Directions = Rewrite the listing from its beginning through the line containing "xmin=131 ymin=92 xmax=165 ymax=145", inclusive, replacing "in frame" with "in view" and keeping everything else unchanged.
::::
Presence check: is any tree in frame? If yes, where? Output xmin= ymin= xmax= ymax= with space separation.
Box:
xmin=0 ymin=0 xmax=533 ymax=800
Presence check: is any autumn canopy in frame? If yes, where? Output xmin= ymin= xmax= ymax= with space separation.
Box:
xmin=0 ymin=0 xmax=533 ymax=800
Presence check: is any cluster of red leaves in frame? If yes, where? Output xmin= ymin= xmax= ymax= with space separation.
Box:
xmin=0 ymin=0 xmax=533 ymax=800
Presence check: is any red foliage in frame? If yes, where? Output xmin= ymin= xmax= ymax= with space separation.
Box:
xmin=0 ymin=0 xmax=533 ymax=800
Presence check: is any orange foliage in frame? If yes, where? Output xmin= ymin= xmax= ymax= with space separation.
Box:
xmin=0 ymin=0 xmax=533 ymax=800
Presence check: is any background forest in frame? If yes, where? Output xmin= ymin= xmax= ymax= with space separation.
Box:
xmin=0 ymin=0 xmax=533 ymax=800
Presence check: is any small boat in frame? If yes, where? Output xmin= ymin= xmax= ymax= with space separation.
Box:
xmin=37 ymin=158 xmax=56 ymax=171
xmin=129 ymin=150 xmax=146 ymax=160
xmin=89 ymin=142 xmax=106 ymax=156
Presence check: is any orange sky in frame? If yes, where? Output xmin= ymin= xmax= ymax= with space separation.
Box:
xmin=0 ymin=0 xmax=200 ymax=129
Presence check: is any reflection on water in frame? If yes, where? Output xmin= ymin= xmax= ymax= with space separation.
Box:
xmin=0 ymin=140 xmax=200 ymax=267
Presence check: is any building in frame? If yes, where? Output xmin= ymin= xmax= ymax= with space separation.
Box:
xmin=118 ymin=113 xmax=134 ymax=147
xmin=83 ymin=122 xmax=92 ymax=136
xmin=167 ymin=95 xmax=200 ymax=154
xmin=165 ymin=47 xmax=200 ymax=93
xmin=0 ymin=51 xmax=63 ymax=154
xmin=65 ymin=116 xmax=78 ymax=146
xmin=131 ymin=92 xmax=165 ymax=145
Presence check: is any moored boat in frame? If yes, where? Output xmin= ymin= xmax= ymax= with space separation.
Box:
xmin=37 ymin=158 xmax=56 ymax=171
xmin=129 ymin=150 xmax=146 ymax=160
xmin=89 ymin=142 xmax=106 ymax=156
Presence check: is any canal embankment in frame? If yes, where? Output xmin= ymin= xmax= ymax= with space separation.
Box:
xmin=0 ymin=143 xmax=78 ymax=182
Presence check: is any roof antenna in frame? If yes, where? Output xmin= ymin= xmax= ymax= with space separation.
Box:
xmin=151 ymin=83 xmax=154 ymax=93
::::
Result =
Presence check: is any tree in view? If yes, where? Output xmin= ymin= xmax= ymax= with space separation.
Box:
xmin=0 ymin=0 xmax=533 ymax=800
Presence check: is any autumn canopy in view? If yes, where? Output xmin= ymin= xmax= ymax= with space separation.
Box:
xmin=0 ymin=0 xmax=533 ymax=800
Presence check: is any cluster of red leaves in view? If yes, where? Output xmin= ymin= xmax= ymax= with space separation.
Box:
xmin=0 ymin=0 xmax=533 ymax=800
Presence check: is any red foliage in view? If yes, where? Output xmin= ymin= xmax= ymax= with space separation.
Box:
xmin=0 ymin=0 xmax=533 ymax=800
Presence check: is any orange foliage in view? If yes, where? Output xmin= ymin= xmax= ymax= with space separation.
Box:
xmin=0 ymin=0 xmax=533 ymax=800
Presence check: is any background forest in view? If yes, where? Output xmin= ymin= xmax= ymax= with space separation.
Box:
xmin=0 ymin=0 xmax=533 ymax=800
Presence check: is any small boat in view? If yes, where? Output xmin= ymin= xmax= ymax= with space separation.
Box:
xmin=37 ymin=158 xmax=56 ymax=171
xmin=129 ymin=150 xmax=146 ymax=160
xmin=89 ymin=142 xmax=106 ymax=156
Presence check: is any orange sky in view? If yes, where? Output xmin= ymin= xmax= ymax= with space separation.
Box:
xmin=0 ymin=0 xmax=200 ymax=129
Presence check: is any reflection on water in view? If yes, where? Output xmin= ymin= xmax= ymax= with space separation.
Box:
xmin=0 ymin=140 xmax=200 ymax=267
Presence check: is any building in view? If yes, where? Output xmin= ymin= xmax= ymax= with space separation.
Box:
xmin=118 ymin=113 xmax=134 ymax=147
xmin=83 ymin=122 xmax=92 ymax=136
xmin=167 ymin=95 xmax=200 ymax=154
xmin=165 ymin=47 xmax=200 ymax=93
xmin=0 ymin=51 xmax=63 ymax=154
xmin=65 ymin=116 xmax=78 ymax=146
xmin=131 ymin=92 xmax=165 ymax=145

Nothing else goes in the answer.